A new drug is FDA approved and released on the market which is made to solve one medical issue, but also ends up helping in other ways. That’s generally a very good thing. That is, until the marketers get wind of it. One of the most common of these stories is Viagra. Pfizer was working on a drug to help with blood pressure and ended up with the little blue pill that solved men’s bedroom issues. Often these types of incidents end up for the better. However, there are potentially large risks involved when using a drug for something other than its intended use – even when it’s doctor prescribed.
One recent example of off-label drug use is the Low Testosterone therapy (Low T) craze. Low T therapy was first FDA approved as a way to treat men with hypogonadism, which affects the hormones developed in male genitalia. It didn’t take long for the pharmaceutical industry to figure out how to market “Low T” to every man over 40 who was grouchy or had lost a step to their 25 year old self. The resulting boom in the Low T industry (nearly $2B a year!) is now thought by many to be responsible for an increase of men experiencing heart attacks, strokes, and other circulatory problems as their slightly-worn ‘engines’ try to cope with an increased red blood cell count and thicker viscosity blood (known as polycythemia).

» MATERIAL SHOWN
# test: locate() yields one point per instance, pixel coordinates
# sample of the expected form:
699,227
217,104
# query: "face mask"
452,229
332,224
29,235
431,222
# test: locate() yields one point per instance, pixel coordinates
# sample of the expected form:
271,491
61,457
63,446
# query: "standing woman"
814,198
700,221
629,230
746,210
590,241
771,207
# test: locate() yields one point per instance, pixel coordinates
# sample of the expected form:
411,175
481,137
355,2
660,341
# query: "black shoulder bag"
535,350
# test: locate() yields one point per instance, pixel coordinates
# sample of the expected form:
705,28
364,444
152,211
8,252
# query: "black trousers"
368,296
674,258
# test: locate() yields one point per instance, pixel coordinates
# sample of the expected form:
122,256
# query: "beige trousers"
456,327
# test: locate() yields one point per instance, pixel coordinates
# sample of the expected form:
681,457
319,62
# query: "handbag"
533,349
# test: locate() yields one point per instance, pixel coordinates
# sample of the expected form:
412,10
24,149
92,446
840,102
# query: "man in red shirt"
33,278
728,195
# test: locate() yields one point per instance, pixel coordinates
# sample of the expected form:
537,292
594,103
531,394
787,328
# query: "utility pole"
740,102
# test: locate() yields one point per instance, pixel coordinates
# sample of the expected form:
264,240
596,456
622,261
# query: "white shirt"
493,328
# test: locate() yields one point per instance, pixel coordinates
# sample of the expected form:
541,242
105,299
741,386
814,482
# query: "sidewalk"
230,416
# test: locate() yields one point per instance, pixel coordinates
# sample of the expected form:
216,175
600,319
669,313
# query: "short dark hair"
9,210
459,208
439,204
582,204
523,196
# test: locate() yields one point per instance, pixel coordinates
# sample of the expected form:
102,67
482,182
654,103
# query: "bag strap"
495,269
* * *
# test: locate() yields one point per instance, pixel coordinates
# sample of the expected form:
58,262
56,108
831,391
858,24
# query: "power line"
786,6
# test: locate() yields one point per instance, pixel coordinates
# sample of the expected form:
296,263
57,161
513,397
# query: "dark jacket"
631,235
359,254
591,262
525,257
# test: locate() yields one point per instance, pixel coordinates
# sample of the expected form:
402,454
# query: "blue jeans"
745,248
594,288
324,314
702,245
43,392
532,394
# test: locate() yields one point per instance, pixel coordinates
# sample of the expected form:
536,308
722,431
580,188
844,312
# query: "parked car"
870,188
--
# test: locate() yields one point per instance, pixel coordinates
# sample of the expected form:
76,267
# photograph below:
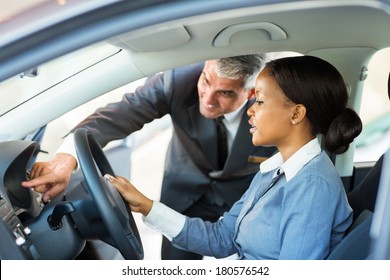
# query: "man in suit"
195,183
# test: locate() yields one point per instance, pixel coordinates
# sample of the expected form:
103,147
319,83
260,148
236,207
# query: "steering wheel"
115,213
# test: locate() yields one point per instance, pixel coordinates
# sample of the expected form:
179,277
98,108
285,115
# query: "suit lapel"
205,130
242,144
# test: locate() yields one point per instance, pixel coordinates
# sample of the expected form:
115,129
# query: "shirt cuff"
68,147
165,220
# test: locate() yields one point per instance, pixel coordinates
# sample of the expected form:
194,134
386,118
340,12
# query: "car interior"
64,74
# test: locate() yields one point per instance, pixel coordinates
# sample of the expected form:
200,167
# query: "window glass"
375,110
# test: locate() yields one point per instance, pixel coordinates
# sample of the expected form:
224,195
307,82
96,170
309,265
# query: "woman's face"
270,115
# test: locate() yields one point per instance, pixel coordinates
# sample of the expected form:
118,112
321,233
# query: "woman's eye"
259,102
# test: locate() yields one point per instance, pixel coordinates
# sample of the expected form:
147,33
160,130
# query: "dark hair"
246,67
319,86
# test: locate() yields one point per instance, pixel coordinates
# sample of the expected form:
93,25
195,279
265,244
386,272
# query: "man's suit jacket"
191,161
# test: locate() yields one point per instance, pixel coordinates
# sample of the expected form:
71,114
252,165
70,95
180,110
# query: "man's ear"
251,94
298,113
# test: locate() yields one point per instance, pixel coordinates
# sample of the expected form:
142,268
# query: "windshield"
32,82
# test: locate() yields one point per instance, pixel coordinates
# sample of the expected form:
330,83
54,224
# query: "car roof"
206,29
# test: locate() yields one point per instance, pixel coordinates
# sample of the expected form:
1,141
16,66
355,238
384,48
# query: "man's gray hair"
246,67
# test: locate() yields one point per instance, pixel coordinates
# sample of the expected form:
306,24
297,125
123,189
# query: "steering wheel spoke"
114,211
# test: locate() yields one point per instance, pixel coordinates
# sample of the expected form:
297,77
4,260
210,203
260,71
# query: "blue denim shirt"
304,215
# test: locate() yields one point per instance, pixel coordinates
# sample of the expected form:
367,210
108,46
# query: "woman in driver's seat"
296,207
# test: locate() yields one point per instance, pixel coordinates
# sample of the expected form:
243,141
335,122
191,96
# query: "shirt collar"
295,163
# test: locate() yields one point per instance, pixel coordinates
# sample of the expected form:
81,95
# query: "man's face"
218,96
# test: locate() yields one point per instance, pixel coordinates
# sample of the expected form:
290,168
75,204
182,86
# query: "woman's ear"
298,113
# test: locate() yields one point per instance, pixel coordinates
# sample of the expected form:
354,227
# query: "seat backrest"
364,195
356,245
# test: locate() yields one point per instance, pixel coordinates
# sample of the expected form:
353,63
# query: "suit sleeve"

» REQUIRED ACTIONS
(A) Translate this sentence from the passage on off-label drug use into Spanish: "Often these types of incidents end up for the better."
(B) List every number that appears in the passage on off-label drug use.
(C) Please continue the passage on off-label drug use from its final sentence onward.

» ANSWERS PER TASK
(A) A menudo, este tipo de incidentes terminan siendo para bien.

(B)
40
25
$2B

(C)
Off-label drug use is increasing, leading to more and more complications with prescription drug users. Off-label drug use means a medication is being used for something other than its originally intended purpose, as specified by the FDA. The sole purpose of the Food and Drug Administration is to regulate drug approval and make sure every drug is safe for people to use. However, the FDA has little say over how doctors actually prescribe the drugs.